BEGIN SOURCE EXCERPT
UK Oil & Gas plc is investigating international oil and gas projects and renewable schemes at home, the company’s annual accounts said today.
The company, which said it has now produced more than 162,000 barrels of oil from Horse Hill in Surrey, is looking at the feasibility of turning part of the site into a geothermal and solar hub.
The scheme aimed to generate and supply more than 200,000 Mwh per year of continuous baseload, mainly as heat energy, UKOG said. It predicted:
“This hub could potentially supply heat energy to a defined significant industrial end-user in the area.”
UKOG also said it was reviewing overseas hydrocarbon projects. Chief executive, Stephen Sanderson, said:
“we have completed the evaluation of potentially lucrative proven oil and gas field opportunities elsewhere in the world, including in the United States, where access to such opportunities has arisen from within the Directors’ extensive business network.
“Should negotiations be successful, there is the realistic prospect of adding significantly to both our reserves and cash flow base in the coming year.”
UKOG is already working in Turkey in the Basur oilfield. It said it was looking for additional projects in the country and had reviewed a further new opportunity to the southeast of the Resan licence.
Stephen Sanderson said the company was “actively evaluating” two sites, in southern England and the north east, for hydrogen generation and storage. This would, he said, “take advantage of the national transition from natural gas to hydrogen for industrial and domestic power and heating demands”.
“The Company hopes to bring at least one new oil and gas opportunity and one or more geothermal-hub and hydrogen-hub projects to fruition in the coming year.”
Hybrid energy sites would focus on subsurface gas and/or hydrogen storage, the company said.
The sites would test UKOG’s hydrogen battery concept to provide peak-shaver power generation and green hydrogen generation from geothermal and other renewable sources, he said.
END SOURCE EXCERPT
BEGIN MATERIAL
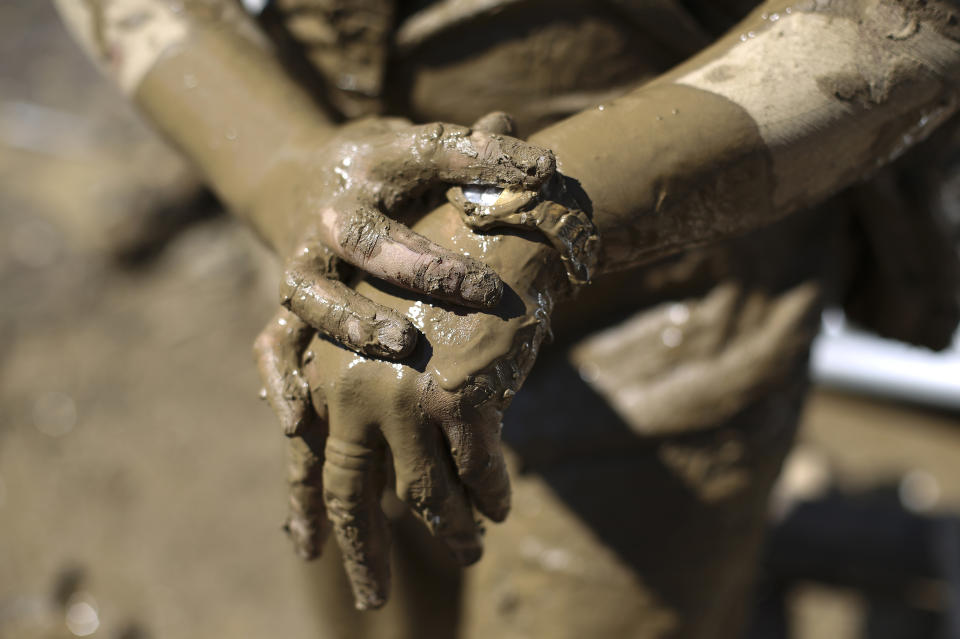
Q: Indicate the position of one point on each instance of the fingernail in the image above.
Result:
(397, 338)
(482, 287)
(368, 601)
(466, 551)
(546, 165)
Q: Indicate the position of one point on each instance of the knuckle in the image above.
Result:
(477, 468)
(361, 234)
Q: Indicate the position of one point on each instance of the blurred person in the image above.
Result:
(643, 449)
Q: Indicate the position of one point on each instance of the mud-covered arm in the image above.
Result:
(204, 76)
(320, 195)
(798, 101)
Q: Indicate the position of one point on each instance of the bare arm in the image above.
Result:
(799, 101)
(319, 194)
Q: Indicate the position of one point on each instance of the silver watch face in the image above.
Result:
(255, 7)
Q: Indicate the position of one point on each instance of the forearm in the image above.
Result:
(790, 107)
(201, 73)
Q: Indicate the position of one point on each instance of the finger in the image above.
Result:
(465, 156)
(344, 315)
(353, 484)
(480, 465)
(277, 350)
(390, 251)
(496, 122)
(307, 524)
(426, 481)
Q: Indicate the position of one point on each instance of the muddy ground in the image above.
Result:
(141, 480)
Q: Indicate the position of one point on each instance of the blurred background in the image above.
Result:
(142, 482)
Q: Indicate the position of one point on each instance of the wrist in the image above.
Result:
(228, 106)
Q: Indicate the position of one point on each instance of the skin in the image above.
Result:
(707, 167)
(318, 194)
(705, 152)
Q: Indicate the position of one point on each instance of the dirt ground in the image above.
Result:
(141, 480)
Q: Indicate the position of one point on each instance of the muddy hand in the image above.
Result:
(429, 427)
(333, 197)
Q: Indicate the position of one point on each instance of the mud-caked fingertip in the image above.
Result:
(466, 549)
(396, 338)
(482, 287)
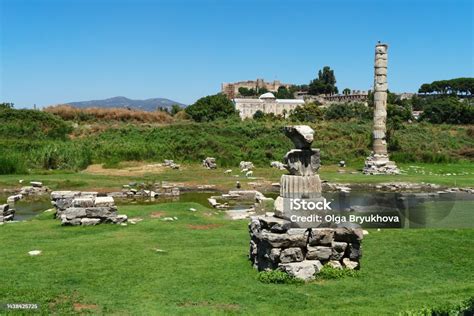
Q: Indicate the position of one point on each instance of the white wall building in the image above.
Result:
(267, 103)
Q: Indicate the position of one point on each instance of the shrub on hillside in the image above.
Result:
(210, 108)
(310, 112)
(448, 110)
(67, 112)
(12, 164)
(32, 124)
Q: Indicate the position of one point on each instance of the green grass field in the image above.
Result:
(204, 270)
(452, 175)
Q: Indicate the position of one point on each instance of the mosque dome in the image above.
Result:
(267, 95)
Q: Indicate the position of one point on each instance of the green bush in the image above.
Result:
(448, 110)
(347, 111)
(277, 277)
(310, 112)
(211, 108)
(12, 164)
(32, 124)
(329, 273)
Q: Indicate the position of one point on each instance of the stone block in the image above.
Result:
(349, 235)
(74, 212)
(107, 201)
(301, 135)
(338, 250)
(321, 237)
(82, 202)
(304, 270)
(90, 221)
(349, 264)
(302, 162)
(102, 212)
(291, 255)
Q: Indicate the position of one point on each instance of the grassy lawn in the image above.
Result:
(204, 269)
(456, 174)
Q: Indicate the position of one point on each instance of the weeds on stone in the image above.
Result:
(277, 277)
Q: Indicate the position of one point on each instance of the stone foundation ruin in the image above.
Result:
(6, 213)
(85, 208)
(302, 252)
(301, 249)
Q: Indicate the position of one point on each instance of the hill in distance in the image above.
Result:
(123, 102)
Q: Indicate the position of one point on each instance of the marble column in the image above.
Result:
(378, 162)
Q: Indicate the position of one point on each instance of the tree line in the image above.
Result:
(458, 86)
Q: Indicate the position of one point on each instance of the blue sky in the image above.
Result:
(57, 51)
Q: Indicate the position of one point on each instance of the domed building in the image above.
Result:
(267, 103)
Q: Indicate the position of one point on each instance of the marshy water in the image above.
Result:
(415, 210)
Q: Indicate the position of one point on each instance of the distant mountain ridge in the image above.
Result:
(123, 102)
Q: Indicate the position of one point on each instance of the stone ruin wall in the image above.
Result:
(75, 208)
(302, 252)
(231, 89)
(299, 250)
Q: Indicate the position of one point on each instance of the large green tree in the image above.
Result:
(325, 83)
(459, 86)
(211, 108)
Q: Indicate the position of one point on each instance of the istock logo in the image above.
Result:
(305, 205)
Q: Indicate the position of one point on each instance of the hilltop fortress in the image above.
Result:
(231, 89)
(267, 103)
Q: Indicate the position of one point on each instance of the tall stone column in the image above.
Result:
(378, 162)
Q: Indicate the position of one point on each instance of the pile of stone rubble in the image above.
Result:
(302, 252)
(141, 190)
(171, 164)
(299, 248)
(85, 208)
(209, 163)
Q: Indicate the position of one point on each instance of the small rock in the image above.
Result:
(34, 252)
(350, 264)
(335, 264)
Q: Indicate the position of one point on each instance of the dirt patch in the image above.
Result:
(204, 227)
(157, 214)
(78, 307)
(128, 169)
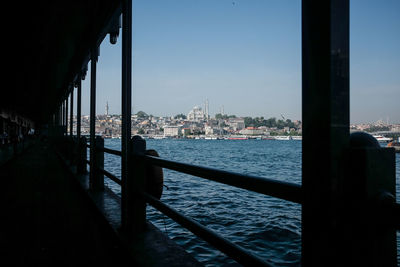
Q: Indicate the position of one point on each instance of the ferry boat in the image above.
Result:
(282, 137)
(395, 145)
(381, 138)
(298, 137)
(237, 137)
END MATERIAL
According to the UK Oil & Gas article, how many barrels of oil has the company produced from Horse Hill?

More than 162,000 barrels.